There was a backdrop of music as I wrote this book—sometimes on my radio, sometimes just hovering in the back of my mind. There was a strong sense of rhythm and order throughout the drafting stage, and I hope readers can get a sense of that too. Music threads through every chapter and shows up in such surprising ways.
What is the best writing advice you have received so far?
To write organically. If you are not surprised, it’ll be hard to evoke that response in readers! Allow your plot to deviate from whatever you had in mind, if there’s something that better serves the story. Go back and read and reread when you start writing every day, so you have a sense of the story and a natural path for the narrative to continue. The more you let the story take over, the better and stronger it’ll be.
What is the worst?
Anyone that ever said, “a story MUST have, or MUST be....” Exceptions make the memorable stories!
What is your schedule for writing?
As a stay-at-home and homeschooling mom, I typically keep my writing to when my children sleep. I wake up before them if I can, and that’s when I research. I write in the afternoon when my baby sleeps and older kids are doing independent work, then I catch up on emails and indulge in social media when they’re in bed in the evenings. Sunday, however, I reserve all free time for fun reading. That’s always a much-needed rest day.
What do you do if you get stumped?
I stop and play with my kids, get silly and do kid things, or take walks. I often message back and forth with a writing friend or two and they can often offer suggestions. Just talking through it aloud to them sometimes frees me up. In the moment, though, I pause and connect with God and try to get a sense of what he has in mind for the story. Often, being stumped just means I need to turn some corner in my thinking—try something new or go a different direction.

◆ Information:
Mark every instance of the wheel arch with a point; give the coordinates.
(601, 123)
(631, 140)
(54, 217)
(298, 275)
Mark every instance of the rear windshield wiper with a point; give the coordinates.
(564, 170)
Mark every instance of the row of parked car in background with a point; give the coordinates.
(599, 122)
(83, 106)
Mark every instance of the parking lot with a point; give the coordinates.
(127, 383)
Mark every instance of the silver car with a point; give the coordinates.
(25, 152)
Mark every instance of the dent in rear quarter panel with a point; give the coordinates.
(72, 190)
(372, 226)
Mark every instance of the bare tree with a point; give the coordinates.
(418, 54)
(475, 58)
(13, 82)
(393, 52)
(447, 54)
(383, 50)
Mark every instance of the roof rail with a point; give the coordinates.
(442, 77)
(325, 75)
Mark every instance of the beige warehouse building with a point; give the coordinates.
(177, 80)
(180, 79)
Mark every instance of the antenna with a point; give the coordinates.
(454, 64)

◆ Exercise set:
• A. According to the author interview, why should a writer reread the story when starting to write each day? Answer in one to three sentences.
• B. Write the next part of the author interview, picking up after its final sentence.
The listing is separate material and has no connection to the author interview.

◆ Answers for the tasks:
• A. Rereading at the start of each writing day gives the writer a sense of the story. It also gives the narrative a natural path to continue.

• B.
Did you or do you make any sacrifices to be a writer?
Oh yes! Most of my free time goes to writing, and honestly, most of my free brainpower does too. Even when I’m playing with my kids or teaching a history lesson, the creative wheels are pinning, and I jot down ideas in a notebook. I love this backdrop to my life very much, but at times it’s a little draining!
Did you choose your genre, or did it choose you?
I first chose a lot of other genres in my pursuit of publication, but once I gave up on the idea of publishing, I discovered the genre I loved more than any! When I wasn’t trying to do or be or say anything in particular, just enjoy myself, I found the most natural type of story for my heart, and it fit like Cinderella’s glass shoe. Just right.
What is the best way you found to market your book?
Authors usually aren’t sure which effort leads to book sales but having “cheerleader” friends seems to have paid off more than anything. I have absolutely wonderful friends—local reader friends and other author buddies—who get excited about my stories and spread the word to other readers. I’m eternally grateful for all those word of mouth recommendations.
Did you actively build a network of readers and if so, how?
A lot of my first readers came from other authors telling their readers about my books. I set up a launch team for my first book when several sweet authors told their readers about my books, and they were willing to try them. I don’t know how people do any of the writing process without a very kind network of other writers who all get behind each other!
What advice would you like to give new authors that would help them?
Based on my writing journey, I’d say enjoy yourself FIRST and foremost, before you expect anyone else to enjoy your stories. They should be fun for you, the writer, and trust me, that enthusiasm is absolutely contagious. And at the end of the day, even if you don’t get published, you are still enjoying the process either way. Also, along those lines, let the story tell itself. Don’t shoe-horn plot points or character actions or moralizing lessons in where they don’t want to be.
Joanna Davidson Politano is the award-winning author of Lady
Jayne Disappears, A Rumored Fortune, Finding Lady Enderly, The Love Note, and A Midnight Dance. She loves tales that capture the colorful, exquisite details in ordinary lives and is eager to hear anyone’s story. She lives with her husband and their children in a house in the woods near Lake Michigan.